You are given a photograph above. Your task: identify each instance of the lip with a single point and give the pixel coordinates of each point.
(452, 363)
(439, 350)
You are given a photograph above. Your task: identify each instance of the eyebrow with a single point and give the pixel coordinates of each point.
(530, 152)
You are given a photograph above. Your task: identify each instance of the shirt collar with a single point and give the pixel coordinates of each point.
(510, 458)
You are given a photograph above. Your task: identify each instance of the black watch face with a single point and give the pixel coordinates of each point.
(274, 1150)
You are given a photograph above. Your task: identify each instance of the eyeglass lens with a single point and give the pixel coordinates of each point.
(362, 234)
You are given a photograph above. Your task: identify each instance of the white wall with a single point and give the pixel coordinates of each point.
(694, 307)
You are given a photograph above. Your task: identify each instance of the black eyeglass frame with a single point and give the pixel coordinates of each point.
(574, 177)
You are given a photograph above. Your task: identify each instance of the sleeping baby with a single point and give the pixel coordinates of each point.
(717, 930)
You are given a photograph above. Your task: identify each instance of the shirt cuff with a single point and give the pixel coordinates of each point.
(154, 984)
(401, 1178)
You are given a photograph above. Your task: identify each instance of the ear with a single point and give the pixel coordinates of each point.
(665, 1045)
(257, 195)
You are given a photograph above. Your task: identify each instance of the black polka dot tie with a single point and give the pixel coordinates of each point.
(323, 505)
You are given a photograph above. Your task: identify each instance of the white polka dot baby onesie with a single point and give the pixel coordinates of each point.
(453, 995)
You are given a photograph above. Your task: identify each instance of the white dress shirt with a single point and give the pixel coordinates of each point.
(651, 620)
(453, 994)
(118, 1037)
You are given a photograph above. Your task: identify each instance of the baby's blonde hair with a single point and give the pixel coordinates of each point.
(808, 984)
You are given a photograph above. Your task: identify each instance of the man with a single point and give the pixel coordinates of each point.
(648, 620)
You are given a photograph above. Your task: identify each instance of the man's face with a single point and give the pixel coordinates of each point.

WHAT YOU SHOULD DO: Retype every record above exactly as written.

RESULT BELOW:
You are given a photograph above. Your task: identify each instance of the lip with a single point and give the pixel coordinates of each point.
(452, 363)
(439, 350)
You are given a photograph above. Your task: identify each instance of the eyebrow with a single point and give the pixel coordinates of each point.
(530, 152)
You are given a photograph above. Your task: identify each instance of the shirt collar with a single point and give the pixel coordinates of each point.
(510, 458)
You are given a photograph above. Your task: identify each instance of the black watch face with a single point and give the pixel coordinates of each point.
(274, 1150)
You are given a photograph above. Your task: identify each instance of the eyeglass lens with a single point and give the pixel coordinates of each point.
(362, 234)
You are given a photograph above. Your task: identify each instance of the white wall with a single point and give the pixel coordinates of each point.
(694, 307)
You are given a photograph above. Your task: identify each instance of the black eyeglass frame with a single point and give the pixel coordinates of each point.
(574, 177)
You are given a photograph above. Your task: identify each instance of the sleeping baby with a single point and give the pixel coordinates of each point.
(717, 930)
You are given a photograph above. Your task: identify each instance of the shirt cuff with a single point and give the pixel coordinates of each point.
(154, 984)
(401, 1178)
You are given a photograph above. Your task: identify each instance of the ear with a single point and give the pixel coordinates of each point.
(665, 1045)
(257, 195)
You are given a photograph above. Your task: identify each instance of the black polka dot tie with a single point and give the pixel coordinates of each point.
(323, 505)
You are given a photograph above. Your task: identify each instance of the white polka dot baby onesie with a single point and give the pixel coordinates of each point.
(453, 995)
You are given a photograph above. Your task: identify each instance of the white dress shirt with a single point and give the pixel coordinates of each point.
(651, 620)
(453, 994)
(118, 1037)
You are given a photograph above. Your task: identify each instance of the baby's blonde hair with a single point and give the pixel coordinates of each point.
(808, 984)
You are given a photograph above. Your task: identify each instance of the man with a single point and give the pixel coordinates of each point.
(648, 620)
You are given a photograph above. Your task: identify each instance of the man's face with a single point and give the pixel coordinates of each point.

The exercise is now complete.